我创建了一个脚本,将一些细节插入到表单中,并在其下方显示插入表中的值。有一个mysql连接应该可以工作。广告表中的插入和选择不起作用!我似乎不明白为什么。我的表是正确创建的,没有错误,因为我已经检查过它的另一个代码。只有这段代码不起作用。
有人能告诉我为什么sql语句不起作用?
<?php
include('header.php');
session_start();
$user = $_SESSION['username'];
mysql_select_db("ladyjoy_fs", mysql_connect("localhost", "root", ""))or die(mysql_error());
$login=mysql_query("select * from user where user_name='$user'")or die(mysql_error());
$row=mysql_fetch_row($login);
$_SESSION['userid'] = $row[0];
?>
<body>
<?php
$users = mysql_query("select * FROM gcm_users")or die(mysql_error());
if ($users != false)

## 材料
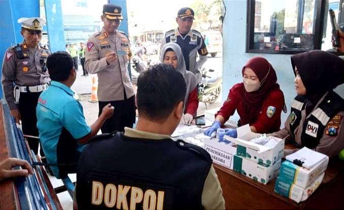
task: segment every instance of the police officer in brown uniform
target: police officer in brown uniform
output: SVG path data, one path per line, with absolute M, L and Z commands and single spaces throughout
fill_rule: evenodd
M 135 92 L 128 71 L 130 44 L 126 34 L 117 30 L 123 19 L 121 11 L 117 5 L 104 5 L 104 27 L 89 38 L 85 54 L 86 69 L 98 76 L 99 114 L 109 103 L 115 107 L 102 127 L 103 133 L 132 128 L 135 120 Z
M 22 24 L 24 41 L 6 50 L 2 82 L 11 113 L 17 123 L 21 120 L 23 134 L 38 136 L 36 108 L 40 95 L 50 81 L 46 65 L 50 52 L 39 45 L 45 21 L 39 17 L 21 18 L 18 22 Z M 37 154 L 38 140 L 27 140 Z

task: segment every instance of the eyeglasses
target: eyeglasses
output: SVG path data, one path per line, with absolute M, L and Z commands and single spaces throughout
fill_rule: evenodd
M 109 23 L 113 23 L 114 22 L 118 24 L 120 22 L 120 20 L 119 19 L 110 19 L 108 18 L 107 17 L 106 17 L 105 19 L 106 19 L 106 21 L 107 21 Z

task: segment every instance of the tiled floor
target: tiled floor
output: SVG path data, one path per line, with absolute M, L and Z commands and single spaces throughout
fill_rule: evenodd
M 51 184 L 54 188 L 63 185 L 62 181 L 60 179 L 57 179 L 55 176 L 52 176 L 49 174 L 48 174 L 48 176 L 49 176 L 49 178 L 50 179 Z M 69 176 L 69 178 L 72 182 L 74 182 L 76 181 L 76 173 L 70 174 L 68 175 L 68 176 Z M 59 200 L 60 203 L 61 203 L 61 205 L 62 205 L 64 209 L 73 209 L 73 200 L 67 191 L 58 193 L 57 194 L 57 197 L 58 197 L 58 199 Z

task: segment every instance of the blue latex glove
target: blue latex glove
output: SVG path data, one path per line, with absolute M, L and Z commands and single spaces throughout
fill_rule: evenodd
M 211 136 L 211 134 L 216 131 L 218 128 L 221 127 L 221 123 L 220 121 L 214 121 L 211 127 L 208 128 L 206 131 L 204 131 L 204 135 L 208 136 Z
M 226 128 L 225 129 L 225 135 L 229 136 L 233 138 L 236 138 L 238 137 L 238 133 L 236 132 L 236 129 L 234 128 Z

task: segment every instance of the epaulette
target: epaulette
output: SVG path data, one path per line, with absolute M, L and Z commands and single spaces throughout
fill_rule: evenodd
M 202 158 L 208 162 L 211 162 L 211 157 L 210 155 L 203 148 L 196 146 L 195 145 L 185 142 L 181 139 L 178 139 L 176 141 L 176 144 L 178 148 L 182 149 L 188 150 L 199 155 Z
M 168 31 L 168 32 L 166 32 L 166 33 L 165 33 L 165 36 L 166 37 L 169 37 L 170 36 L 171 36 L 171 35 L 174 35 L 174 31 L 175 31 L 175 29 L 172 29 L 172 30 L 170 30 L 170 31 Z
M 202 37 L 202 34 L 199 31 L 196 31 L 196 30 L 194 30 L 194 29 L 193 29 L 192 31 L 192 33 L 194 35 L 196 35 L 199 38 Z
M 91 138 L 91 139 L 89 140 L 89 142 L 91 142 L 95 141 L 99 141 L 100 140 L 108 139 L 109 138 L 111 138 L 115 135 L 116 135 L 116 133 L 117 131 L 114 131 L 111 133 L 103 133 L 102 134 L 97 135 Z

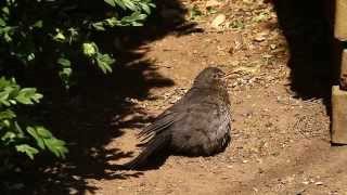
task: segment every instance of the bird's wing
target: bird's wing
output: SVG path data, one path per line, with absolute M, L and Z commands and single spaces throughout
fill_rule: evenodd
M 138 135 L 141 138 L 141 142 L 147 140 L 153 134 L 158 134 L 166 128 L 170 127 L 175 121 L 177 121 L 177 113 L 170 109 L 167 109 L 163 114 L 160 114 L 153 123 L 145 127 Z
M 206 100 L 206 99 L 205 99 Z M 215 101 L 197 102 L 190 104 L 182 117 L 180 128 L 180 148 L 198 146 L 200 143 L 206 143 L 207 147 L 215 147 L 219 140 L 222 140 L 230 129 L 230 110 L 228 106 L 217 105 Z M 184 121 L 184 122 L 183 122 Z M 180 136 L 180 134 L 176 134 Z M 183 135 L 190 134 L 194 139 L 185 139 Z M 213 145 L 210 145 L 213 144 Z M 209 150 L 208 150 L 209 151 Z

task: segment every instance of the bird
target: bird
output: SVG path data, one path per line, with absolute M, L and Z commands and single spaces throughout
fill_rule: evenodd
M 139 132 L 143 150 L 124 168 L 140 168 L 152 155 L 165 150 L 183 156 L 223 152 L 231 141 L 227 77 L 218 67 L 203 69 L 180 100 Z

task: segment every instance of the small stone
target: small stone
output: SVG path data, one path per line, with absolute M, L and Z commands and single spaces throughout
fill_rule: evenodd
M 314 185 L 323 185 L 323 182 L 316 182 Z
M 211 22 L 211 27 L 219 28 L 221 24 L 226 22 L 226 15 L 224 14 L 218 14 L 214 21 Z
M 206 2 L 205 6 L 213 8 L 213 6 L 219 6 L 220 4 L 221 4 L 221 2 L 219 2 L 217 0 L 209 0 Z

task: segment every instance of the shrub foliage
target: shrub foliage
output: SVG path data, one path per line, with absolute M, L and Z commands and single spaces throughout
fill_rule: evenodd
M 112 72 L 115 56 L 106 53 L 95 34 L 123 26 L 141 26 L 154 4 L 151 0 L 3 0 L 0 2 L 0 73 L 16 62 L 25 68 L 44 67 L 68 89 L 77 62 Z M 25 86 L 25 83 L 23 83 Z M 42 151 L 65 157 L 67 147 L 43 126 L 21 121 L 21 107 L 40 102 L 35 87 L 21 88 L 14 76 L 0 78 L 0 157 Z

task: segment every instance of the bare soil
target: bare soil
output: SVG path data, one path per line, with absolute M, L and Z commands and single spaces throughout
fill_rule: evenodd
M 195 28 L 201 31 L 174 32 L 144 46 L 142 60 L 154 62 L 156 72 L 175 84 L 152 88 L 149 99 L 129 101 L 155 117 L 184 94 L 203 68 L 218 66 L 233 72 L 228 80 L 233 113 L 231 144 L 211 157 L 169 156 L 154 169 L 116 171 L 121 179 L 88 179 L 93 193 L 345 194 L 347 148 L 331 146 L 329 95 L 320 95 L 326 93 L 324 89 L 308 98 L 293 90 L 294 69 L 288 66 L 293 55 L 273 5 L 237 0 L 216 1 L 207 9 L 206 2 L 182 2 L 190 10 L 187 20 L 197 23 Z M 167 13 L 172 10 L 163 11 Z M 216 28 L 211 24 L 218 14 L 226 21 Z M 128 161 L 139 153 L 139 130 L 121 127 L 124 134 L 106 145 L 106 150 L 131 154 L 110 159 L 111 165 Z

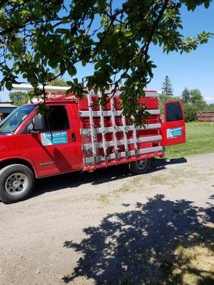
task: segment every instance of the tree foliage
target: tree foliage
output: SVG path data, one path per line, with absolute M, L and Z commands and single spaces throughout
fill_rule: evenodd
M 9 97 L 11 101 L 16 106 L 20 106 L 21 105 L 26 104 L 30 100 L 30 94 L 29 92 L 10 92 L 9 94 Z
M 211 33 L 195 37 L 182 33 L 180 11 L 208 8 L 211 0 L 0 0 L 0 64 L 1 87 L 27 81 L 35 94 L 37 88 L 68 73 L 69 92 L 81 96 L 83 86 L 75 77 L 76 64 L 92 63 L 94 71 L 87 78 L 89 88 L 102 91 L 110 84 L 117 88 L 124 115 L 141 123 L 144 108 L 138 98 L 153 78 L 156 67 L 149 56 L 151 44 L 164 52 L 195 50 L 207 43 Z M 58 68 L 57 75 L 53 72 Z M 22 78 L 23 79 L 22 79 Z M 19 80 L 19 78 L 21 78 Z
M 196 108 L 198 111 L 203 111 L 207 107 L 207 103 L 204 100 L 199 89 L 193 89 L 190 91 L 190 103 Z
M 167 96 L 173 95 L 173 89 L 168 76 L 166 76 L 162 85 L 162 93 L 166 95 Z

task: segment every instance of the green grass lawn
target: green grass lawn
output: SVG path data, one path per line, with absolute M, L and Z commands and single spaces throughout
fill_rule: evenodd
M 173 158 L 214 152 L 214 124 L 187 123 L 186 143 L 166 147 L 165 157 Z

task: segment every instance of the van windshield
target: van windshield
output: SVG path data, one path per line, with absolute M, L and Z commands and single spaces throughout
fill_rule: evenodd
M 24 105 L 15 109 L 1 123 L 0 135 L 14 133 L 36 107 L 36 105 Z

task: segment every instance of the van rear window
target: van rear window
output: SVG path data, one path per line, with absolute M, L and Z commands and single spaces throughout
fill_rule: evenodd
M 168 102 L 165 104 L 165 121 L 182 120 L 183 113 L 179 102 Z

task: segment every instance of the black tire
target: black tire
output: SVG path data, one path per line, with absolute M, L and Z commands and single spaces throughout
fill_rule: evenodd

## 待办任务
A - 请重复网页摘录中从"有人能告诉我为什么sql语句不起作用?"到"($users != false)"之间的部分,首尾都要包括在内。
B - 根据网页摘录回答:
(i) 代码中 mysql_select_db 选择的是哪个数据库?
(ii) 会话中的用户名被赋给了哪个变量?
(iii) 在 body 标签之后的查询从哪个表中选取全部数据?
这些条目与网页摘录没有关系。

## 答案
A -
有人能告诉我为什么sql语句不起作用?
<?php
include('header.php');
session_start();
$user = $_SESSION['username'];
mysql_select_db("ladyjoy_fs", mysql_connect("localhost", "root", ""))or die(mysql_error());
$login=mysql_query("select * from user where user_name='$user'")or die(mysql_error());
$row=mysql_fetch_row($login);
$_SESSION['userid'] = $row[0];
?>
<body>
<?php
$users = mysql_query("select * FROM gcm_users")or die(mysql_error());
if ($users != false)

B -
(i) ladyjoy_fs
(ii) $user
(iii) gcm_users